# START OF DATA ROWS

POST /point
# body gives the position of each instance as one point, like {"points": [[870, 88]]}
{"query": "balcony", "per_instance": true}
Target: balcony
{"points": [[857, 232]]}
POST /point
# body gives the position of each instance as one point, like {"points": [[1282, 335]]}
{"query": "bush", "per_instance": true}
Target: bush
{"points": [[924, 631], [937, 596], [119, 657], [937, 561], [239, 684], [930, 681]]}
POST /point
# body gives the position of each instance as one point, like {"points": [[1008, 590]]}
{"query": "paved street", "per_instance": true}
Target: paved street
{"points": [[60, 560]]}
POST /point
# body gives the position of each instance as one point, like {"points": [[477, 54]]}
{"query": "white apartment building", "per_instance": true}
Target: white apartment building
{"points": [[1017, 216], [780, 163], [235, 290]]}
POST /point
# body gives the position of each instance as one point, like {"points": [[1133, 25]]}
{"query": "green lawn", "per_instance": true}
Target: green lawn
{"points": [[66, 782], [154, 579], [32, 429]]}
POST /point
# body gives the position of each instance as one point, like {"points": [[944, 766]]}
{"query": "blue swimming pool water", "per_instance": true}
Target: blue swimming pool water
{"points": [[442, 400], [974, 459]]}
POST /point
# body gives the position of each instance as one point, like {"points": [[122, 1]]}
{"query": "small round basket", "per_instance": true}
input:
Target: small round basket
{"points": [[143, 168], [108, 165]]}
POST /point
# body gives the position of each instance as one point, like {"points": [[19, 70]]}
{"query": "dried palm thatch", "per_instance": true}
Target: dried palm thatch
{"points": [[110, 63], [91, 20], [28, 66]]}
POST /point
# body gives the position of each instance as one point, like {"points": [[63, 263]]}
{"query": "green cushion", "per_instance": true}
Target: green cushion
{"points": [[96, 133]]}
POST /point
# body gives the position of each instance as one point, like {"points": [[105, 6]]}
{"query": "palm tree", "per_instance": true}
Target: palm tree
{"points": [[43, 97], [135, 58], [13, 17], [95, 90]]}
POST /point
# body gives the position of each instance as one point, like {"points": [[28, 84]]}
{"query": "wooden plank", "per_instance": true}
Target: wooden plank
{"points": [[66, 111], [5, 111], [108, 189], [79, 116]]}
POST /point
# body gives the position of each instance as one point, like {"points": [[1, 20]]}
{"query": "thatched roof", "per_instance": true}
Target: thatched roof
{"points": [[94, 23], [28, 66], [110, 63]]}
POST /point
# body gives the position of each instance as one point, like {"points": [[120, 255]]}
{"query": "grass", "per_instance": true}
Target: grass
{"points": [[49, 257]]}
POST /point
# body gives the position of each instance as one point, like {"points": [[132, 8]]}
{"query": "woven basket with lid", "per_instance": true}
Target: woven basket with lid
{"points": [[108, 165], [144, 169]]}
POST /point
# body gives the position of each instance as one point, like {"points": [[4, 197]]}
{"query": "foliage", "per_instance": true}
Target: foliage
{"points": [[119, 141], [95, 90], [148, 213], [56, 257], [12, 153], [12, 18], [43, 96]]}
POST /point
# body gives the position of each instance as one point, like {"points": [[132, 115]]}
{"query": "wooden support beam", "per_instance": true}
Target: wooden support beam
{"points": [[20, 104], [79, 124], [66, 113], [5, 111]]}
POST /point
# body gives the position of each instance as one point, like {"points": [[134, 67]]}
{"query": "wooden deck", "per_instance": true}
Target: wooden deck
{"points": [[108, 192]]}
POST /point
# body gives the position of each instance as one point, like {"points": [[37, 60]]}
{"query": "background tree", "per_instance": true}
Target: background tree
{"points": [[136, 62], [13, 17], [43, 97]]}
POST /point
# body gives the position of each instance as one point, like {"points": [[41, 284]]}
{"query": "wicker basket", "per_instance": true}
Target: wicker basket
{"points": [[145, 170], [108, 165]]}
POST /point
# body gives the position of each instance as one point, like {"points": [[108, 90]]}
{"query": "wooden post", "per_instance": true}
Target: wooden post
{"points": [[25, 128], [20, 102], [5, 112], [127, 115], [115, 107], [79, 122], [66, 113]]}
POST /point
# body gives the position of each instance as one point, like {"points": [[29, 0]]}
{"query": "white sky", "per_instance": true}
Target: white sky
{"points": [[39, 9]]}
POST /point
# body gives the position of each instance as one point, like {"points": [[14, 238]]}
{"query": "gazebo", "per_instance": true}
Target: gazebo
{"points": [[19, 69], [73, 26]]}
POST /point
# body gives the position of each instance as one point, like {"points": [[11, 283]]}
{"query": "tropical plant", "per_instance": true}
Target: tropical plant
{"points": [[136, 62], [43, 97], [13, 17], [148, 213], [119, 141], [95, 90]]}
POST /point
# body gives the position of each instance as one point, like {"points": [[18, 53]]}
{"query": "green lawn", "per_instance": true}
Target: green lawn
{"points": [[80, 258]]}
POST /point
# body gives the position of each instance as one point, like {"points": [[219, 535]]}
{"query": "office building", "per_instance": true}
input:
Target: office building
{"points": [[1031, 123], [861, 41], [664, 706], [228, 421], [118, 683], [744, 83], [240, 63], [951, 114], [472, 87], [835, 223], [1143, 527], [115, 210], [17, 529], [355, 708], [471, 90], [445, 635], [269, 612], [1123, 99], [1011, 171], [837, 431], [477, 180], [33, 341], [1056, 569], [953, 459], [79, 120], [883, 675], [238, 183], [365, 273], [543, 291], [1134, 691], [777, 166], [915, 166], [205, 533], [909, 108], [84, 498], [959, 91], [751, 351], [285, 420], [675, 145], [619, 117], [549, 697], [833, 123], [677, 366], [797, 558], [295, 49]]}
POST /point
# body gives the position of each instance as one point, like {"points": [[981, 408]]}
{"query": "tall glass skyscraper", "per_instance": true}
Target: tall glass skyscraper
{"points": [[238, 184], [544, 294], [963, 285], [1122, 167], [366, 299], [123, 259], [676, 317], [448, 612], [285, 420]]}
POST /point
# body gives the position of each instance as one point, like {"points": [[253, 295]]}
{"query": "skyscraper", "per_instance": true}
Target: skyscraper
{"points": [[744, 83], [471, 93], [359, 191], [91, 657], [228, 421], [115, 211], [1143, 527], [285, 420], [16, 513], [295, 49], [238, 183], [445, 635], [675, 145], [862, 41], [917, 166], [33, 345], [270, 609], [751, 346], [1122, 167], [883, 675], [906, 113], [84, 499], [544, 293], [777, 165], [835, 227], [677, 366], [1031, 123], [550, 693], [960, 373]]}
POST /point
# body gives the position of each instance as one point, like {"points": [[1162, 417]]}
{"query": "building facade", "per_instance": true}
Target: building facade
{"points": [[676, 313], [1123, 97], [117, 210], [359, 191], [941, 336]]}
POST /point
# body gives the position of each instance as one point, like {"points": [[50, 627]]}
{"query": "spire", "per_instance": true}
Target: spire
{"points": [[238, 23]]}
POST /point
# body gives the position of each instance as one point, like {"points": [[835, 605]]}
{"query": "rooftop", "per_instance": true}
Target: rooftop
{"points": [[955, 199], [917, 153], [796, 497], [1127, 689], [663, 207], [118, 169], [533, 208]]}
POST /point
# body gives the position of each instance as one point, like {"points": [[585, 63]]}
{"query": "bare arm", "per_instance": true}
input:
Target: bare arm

# END OF DATA ROWS
# START OF DATA ROWS

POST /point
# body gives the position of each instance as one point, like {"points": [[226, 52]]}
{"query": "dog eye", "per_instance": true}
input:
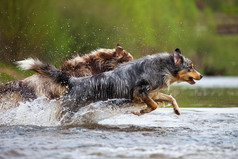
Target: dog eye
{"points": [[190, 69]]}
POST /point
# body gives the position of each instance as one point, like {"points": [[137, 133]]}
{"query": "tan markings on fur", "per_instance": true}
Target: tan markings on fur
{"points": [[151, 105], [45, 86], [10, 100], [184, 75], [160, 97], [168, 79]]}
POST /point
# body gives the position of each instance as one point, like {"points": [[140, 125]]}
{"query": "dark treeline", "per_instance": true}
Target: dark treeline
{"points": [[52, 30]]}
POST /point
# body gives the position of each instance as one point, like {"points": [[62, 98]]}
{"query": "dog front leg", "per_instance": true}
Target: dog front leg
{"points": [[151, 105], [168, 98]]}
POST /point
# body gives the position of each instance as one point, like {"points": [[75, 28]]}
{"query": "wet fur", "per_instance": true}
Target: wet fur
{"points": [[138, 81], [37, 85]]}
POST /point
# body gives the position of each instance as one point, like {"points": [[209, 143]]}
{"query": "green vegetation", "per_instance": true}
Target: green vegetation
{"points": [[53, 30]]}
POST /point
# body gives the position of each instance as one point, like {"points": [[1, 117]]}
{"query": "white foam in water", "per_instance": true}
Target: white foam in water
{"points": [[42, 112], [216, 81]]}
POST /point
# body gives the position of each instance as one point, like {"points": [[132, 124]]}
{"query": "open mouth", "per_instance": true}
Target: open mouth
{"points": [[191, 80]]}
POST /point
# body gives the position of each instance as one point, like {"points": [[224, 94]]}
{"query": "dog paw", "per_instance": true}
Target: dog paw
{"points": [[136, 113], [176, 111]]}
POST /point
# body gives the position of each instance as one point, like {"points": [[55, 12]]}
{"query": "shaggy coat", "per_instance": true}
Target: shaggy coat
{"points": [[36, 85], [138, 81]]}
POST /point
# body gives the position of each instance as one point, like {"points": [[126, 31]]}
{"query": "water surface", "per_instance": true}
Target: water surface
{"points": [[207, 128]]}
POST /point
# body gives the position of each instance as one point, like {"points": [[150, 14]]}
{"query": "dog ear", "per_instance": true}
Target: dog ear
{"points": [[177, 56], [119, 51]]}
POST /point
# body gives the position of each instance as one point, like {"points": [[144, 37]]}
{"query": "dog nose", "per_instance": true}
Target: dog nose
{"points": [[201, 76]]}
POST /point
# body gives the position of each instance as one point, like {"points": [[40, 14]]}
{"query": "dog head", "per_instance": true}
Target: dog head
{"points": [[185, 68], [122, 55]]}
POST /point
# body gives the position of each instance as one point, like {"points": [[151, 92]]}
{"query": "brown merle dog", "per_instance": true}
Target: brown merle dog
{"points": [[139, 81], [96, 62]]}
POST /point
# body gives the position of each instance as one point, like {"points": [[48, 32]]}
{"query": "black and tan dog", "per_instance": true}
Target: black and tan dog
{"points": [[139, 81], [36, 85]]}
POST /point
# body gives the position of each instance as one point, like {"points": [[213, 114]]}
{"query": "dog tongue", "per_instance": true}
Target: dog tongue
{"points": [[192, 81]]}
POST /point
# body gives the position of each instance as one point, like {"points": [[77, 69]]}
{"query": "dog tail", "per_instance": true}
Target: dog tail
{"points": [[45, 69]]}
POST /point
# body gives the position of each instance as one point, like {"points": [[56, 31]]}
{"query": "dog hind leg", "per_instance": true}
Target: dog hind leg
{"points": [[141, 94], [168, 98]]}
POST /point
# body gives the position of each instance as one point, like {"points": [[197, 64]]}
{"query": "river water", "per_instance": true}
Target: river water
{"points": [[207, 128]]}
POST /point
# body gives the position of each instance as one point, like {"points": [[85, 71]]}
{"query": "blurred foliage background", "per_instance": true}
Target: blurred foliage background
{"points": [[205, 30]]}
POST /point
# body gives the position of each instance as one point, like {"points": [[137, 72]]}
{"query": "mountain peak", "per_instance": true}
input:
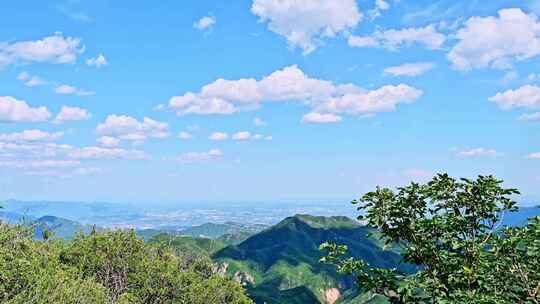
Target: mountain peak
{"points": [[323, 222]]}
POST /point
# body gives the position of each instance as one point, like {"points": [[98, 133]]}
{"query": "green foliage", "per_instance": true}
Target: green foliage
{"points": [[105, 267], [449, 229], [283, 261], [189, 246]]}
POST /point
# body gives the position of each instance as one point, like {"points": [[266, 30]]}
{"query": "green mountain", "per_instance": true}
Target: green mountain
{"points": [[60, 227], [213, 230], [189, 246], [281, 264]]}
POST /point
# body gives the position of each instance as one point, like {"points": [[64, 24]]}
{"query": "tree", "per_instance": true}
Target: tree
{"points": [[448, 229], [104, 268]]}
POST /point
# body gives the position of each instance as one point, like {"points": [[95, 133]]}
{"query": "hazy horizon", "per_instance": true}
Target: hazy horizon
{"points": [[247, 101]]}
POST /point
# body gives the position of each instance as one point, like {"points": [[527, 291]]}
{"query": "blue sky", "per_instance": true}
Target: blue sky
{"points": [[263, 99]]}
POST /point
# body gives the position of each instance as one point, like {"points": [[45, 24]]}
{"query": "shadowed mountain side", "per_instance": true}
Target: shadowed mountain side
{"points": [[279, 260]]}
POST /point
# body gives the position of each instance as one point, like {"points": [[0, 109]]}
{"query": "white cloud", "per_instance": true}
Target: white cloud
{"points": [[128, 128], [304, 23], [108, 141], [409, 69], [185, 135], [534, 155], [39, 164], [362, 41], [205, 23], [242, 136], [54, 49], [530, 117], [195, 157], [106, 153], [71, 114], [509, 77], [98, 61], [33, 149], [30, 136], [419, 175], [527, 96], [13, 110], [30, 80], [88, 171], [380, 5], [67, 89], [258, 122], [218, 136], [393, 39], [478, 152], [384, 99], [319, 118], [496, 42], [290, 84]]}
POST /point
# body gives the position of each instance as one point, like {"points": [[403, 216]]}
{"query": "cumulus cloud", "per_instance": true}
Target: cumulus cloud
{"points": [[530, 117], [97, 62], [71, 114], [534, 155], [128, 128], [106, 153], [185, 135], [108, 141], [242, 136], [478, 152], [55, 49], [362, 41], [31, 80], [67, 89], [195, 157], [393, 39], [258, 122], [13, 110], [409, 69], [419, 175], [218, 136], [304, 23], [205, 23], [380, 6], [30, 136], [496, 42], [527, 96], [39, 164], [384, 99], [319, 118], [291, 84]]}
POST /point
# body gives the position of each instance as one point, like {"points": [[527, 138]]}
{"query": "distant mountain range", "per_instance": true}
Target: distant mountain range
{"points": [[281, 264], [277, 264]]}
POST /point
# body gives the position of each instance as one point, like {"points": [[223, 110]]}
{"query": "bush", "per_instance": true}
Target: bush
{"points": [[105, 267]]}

# END OF DATA ROWS
# START OF DATA ROWS

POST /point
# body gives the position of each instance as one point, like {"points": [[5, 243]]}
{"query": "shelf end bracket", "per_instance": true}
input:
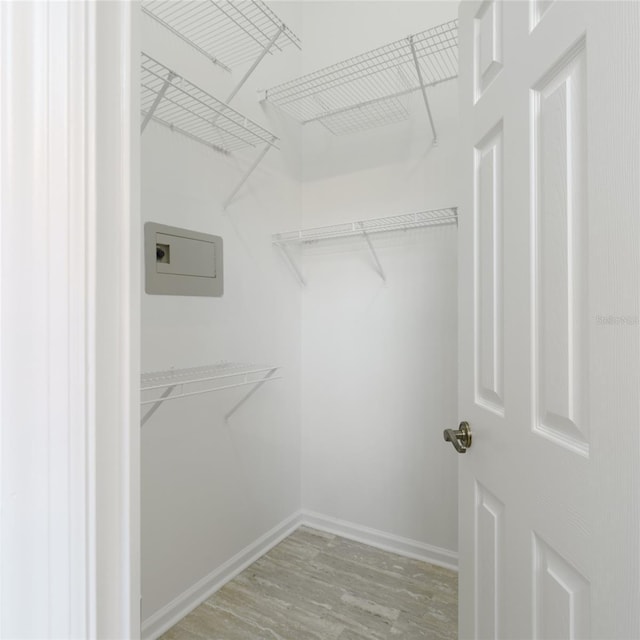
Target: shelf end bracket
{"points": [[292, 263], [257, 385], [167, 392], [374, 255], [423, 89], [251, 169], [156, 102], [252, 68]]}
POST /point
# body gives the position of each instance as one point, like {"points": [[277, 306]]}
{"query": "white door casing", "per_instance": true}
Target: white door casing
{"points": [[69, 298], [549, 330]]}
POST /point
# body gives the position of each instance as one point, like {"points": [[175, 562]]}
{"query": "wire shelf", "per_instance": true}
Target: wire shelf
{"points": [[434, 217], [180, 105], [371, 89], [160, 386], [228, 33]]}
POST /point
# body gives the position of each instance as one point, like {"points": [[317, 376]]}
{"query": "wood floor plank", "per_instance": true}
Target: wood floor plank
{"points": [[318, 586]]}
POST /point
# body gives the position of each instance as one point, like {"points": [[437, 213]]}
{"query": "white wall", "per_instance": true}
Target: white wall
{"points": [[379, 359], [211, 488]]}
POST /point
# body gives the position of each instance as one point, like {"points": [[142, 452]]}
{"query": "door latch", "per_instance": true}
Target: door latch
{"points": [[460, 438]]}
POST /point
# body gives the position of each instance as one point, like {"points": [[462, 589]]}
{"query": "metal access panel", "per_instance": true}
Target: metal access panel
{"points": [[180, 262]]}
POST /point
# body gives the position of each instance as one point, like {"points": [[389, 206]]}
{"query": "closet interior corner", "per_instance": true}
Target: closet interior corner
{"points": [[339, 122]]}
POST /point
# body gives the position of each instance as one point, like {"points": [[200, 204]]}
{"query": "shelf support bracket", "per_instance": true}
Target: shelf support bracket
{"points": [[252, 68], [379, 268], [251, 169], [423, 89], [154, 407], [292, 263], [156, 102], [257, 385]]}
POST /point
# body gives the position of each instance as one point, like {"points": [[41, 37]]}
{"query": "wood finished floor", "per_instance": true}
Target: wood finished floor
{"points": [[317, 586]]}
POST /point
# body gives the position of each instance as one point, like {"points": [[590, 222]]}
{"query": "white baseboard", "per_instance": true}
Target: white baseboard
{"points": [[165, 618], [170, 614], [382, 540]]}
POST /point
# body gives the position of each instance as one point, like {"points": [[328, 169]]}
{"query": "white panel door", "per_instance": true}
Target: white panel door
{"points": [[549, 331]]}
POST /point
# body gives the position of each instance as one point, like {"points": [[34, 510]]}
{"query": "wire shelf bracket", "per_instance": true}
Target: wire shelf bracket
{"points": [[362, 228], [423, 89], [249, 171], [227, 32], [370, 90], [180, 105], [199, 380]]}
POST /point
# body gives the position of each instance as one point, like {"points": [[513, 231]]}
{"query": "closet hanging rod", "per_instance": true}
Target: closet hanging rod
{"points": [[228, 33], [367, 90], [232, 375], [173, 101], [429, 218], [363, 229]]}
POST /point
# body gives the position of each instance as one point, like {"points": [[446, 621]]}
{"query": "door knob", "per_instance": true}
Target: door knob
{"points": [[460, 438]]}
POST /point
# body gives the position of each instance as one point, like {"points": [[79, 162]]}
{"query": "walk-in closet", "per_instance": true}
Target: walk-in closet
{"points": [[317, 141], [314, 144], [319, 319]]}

# END OF DATA ROWS

YOUR OBJECTIVE:
Return each line of the entries above that contains the string "finished", with matching treated as case-sensitive.

WRITTEN SOLUTION:
{"query": "wood finished floor", "per_instance": true}
Target: wood finished floor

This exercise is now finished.